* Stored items
--

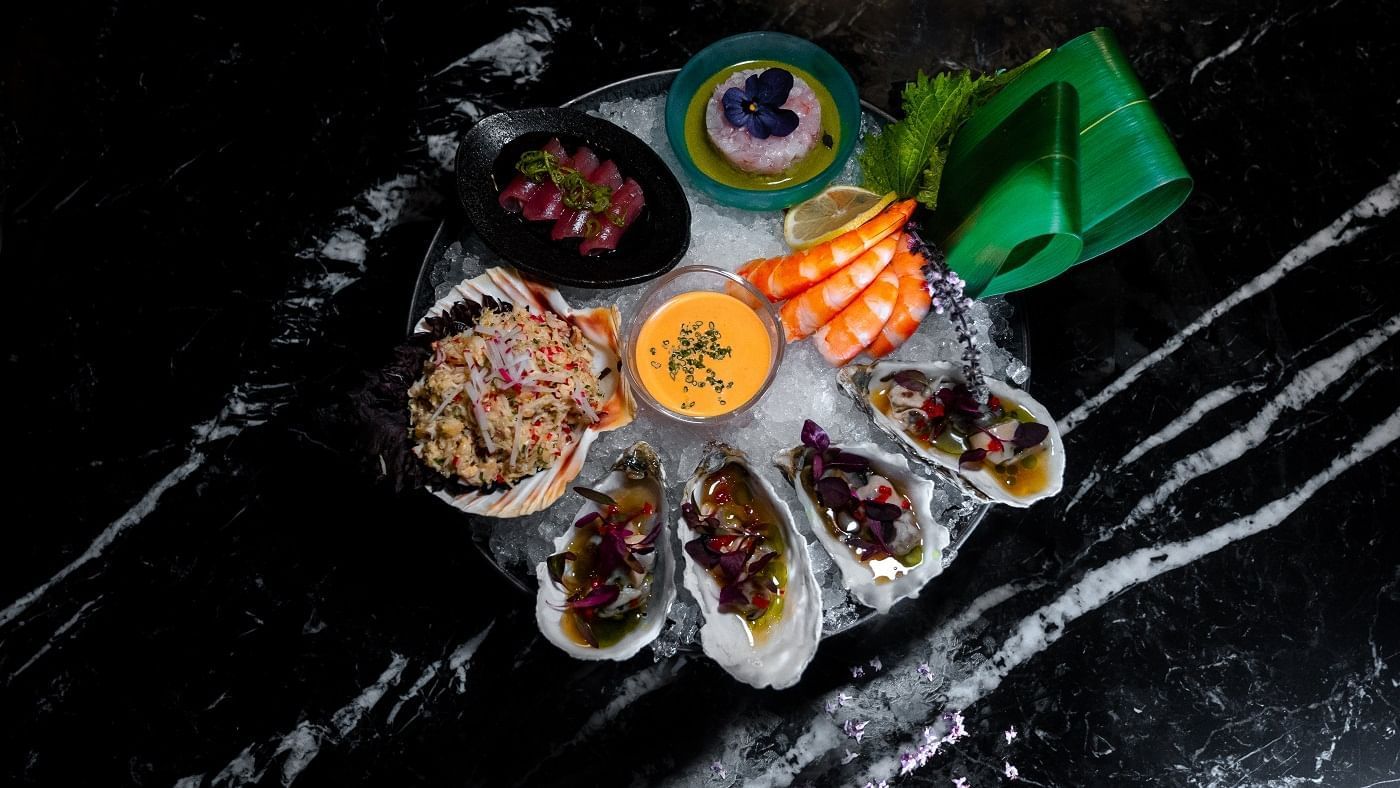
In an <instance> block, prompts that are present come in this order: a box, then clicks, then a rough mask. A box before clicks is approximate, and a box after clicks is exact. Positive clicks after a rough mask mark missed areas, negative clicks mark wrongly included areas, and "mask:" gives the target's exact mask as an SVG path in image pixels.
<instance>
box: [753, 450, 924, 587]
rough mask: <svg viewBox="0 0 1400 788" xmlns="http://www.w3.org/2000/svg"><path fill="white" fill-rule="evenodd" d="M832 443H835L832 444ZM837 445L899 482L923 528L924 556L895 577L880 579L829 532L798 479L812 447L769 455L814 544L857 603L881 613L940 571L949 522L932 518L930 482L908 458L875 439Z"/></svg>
mask: <svg viewBox="0 0 1400 788" xmlns="http://www.w3.org/2000/svg"><path fill="white" fill-rule="evenodd" d="M832 445H833V446H837V444H832ZM837 448H840V449H843V451H847V452H851V453H855V455H860V456H862V458H865V459H867V460H868V462H869V465H871V469H872V470H875V472H876V473H879V474H881V476H883V477H886V479H889V480H890V481H893V483H895V484H896V486H899V488H900V491H902V493H903V494H904V495H906V497H909V501H910V504H913V511H914V519H916V521H917V522H918V526H920V529H921V532H923V543H924V560H923V561H920V563H918V565H916V567H913V568H910V570H909V571H906V572H904V574H902V575H899V577H897V578H892V579H888V581H885V582H879V581H878V579H876V578H875V575H874V572H871V568H869V564H867V563H862V561H861V560H858V558H857V557H855V554H854V553H853V551H851V549H850V547H847V546H846V543H844V542H843V540H840V539H839V537H837V536H836V535H834V533H832V529H830V528H829V526H827V525H826V519H825V516H823V514H822V509H820V507H819V505H818V501H816V495H815V494H813V493H812V490H811V488H809V487H808V486H806V484H804V483H802V481H801V469H802V467H804V466H805V465H806V463H808V462H809V460H808V459H806V456H808V452H809V451H811V449H808V448H806V446H795V448H791V449H787V451H784V452H778V453H777V456H774V458H773V463H774V465H776V466H777V467H778V469H780V470H781V472H783V476H784V477H785V479H787V480H788V483H790V484H792V488H794V490H795V491H797V498H798V501H801V502H802V509H804V512H805V514H806V522H808V525H809V526H811V528H812V533H813V535H815V536H816V540H818V543H819V544H822V547H825V549H826V551H827V553H829V554H830V556H832V561H833V563H836V565H837V568H840V570H841V582H843V584H844V585H846V589H847V591H850V592H851V595H853V596H855V599H857V600H858V602H860V603H861V605H865V606H867V607H874V609H875V610H878V612H881V613H885V612H888V610H889V609H890V607H892V606H893V605H895V603H896V602H899V600H900V599H911V598H914V596H918V592H920V591H923V588H924V585H927V584H928V581H930V579H932V578H934V577H935V575H938V574H939V572H942V571H944V563H942V550H944V547H948V543H949V540H951V533H949V530H948V526H945V525H944V523H941V522H938V521H937V519H934V512H932V509H931V508H930V500H931V498H932V494H934V483H932V481H930V480H927V479H924V477H921V476H918V474H916V473H914V472H913V470H910V467H909V460H906V459H904V458H903V456H900V455H896V453H890V452H886V451H883V449H881V448H879V446H876V445H875V444H851V445H841V446H837Z"/></svg>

--

* THE TASK
Going through the data above, return each line with the word "instance".

* TASK ANSWER
In an <instance> block, prompts that are present come in this order: a box, then clicks, then a rough mask. A box before clicks is approximate, and a box after clicks is exact. Positive clicks after a rough mask mark missed areas, negative clicks mark wrongly included areas, and "mask:" gives the target's exact mask as an SVG path in image pixels.
<instance>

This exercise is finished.